→ **PROMPT**
Restate all the lines below word for word, but omit the pictures.

** Opening SOURCE RECORDS block **

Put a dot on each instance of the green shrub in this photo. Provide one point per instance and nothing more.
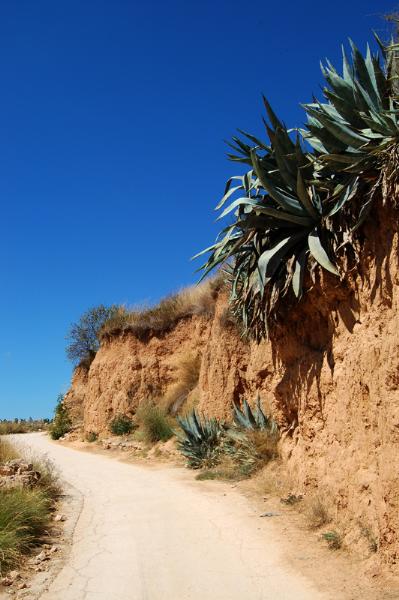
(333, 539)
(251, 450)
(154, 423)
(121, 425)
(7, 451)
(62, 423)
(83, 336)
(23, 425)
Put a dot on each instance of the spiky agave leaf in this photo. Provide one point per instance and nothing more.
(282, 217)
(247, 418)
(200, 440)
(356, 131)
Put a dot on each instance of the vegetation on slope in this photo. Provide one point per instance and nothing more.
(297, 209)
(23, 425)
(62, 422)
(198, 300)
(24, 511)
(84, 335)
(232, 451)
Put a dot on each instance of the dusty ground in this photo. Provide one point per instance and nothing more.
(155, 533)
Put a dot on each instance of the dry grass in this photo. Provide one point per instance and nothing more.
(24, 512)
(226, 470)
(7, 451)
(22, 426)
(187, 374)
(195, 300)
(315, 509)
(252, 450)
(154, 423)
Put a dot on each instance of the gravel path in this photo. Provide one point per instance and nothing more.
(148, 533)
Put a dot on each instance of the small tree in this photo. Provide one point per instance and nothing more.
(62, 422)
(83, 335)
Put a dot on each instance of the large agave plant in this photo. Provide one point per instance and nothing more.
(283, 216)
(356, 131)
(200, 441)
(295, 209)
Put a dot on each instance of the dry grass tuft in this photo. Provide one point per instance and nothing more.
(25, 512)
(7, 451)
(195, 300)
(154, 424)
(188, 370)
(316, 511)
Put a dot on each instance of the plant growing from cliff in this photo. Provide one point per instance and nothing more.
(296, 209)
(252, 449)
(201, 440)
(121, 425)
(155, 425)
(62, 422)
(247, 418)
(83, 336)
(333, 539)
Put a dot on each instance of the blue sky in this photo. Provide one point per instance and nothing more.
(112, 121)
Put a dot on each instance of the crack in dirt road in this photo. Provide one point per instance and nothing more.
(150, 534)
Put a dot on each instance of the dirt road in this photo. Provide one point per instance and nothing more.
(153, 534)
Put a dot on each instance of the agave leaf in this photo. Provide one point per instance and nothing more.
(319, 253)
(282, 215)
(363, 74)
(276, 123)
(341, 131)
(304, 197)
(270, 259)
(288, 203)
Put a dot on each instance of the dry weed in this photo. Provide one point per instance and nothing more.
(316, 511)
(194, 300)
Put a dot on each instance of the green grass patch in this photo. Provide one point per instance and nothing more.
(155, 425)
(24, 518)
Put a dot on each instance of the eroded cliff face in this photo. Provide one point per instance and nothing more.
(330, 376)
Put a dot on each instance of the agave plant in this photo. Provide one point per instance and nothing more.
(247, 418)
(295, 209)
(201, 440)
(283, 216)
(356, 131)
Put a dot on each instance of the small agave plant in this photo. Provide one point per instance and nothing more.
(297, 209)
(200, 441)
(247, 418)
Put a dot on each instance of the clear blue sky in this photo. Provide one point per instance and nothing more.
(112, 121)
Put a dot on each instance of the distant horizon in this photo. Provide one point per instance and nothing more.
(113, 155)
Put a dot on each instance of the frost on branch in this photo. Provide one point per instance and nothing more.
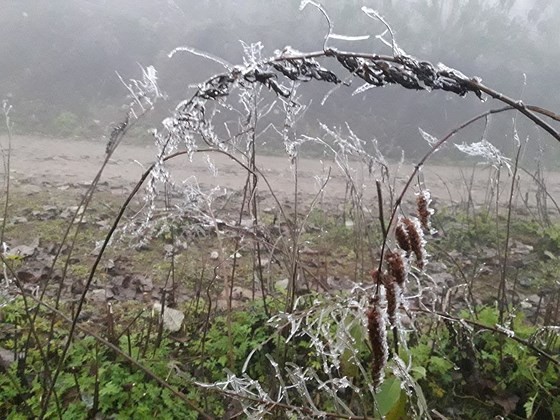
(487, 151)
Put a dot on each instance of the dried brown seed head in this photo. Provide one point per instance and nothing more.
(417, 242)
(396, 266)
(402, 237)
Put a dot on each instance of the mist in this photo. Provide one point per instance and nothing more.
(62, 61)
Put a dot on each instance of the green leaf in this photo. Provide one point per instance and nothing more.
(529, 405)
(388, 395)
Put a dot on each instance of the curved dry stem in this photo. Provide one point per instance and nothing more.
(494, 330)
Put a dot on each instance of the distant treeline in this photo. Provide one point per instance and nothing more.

** Closing SOURCE RECORDS block **

→ **RESPONSE TO THE TASK**
Put a dot on each instance of the green shrub in this photo. Provide one point per instance and nothing more.
(333, 539)
(251, 450)
(154, 423)
(121, 425)
(7, 451)
(62, 423)
(83, 336)
(23, 425)
Put a dot on each instance of the spiky agave leaf in this photo. Provide one point per instance and nothing more.
(282, 217)
(247, 418)
(200, 440)
(356, 131)
Put a dot on each instance of the vegetation on slope in this photo. Provide one point per instance and nothing more.
(297, 209)
(23, 425)
(62, 422)
(198, 300)
(24, 511)
(84, 335)
(232, 451)
Put a dot on each instance of the dusty ground in this photo. Provide one point per instance and nothing more.
(155, 533)
Put a dot on each instance of the dry grass in this photo. Provide one point per instance and nothing more.
(24, 512)
(226, 470)
(7, 451)
(22, 426)
(187, 374)
(195, 300)
(315, 509)
(252, 450)
(154, 423)
Put a dot on each instance of the gravel path in this photo. Provide one point per instance and nothing more.
(148, 533)
Put a dot on each instance of the small tree in this photo. Provide one point per instance and nothing more.
(62, 422)
(83, 335)
Put a dot on each instance of the large agave plant in this photo. Provide one point per instance and nothing more.
(283, 216)
(356, 131)
(200, 441)
(295, 209)
Put a dot on each instance of the dry grass tuft in this photo. Provide one point per instance and nothing more.
(25, 512)
(7, 451)
(195, 300)
(154, 424)
(188, 370)
(316, 511)
Put a dot on each instance of the plant growing from cliff in this photo. Provide one point per instance and nothing more.
(296, 209)
(252, 449)
(201, 440)
(121, 425)
(155, 425)
(62, 422)
(247, 418)
(83, 336)
(333, 539)
Put a dot on each instance of the blue sky in this photo. Provide one point per instance and nothing more.
(112, 121)
Put a dot on each instance of the crack in dirt road in this photo. Provide one point per instance and nothing more.
(150, 534)
Put a dot on each instance of the dirt road in this photo. Provide one point per instance and nothing more.
(153, 534)
Put a dot on each instance of the agave leaf in this photo. Provide one point per instance and nothing more.
(319, 253)
(282, 215)
(363, 74)
(276, 123)
(341, 131)
(304, 197)
(270, 259)
(288, 203)
Put a dot on each instance of the dry weed in this photo. Provide one point per instance and nothing more.
(316, 511)
(194, 300)
Put a dot on each instance of the green grass patch in this photo. Provide one point per instance and nothing more.
(155, 425)
(24, 518)
Put a dot on each instance of the eroded cliff face in this photo. Provide one point per instance and nothing more.
(330, 376)
Put a dot on each instance of the agave plant in this photo. Provide one point per instance and nothing more.
(247, 418)
(295, 209)
(201, 440)
(283, 216)
(356, 131)
Put a dot on each instance of the small agave plant in this photo. Provide one point per instance and nothing more.
(297, 209)
(200, 441)
(247, 418)
Put a dot on each instance of the clear blue sky in this photo. Provide one point per instance and nothing more.
(112, 121)
Put a dot on each instance of the distant horizon in this photo. Provide one point per instance and nothing more.
(113, 155)
Put a dot on each instance of the frost on branch in this photo. Provide one point per instance and nothing more.
(487, 151)
Put a dot on each instance of the dried brown seed head in this photo. Provide one point per instance and nothing more.
(417, 242)
(396, 266)
(402, 237)
Put a dot on each instance of the mist in this photo. Provide one point per instance and nothing more.
(62, 61)
Put a dot on each instance of the green leaf in this photo. Provide one point per instance and nothing more.
(529, 405)
(388, 395)
Put a dot on each instance of the curved dry stem in this photo. Provide one point per instance and nothing more.
(494, 330)
Put a dot on each instance of the distant treeline in this photo. Provide one point per instance and nothing more.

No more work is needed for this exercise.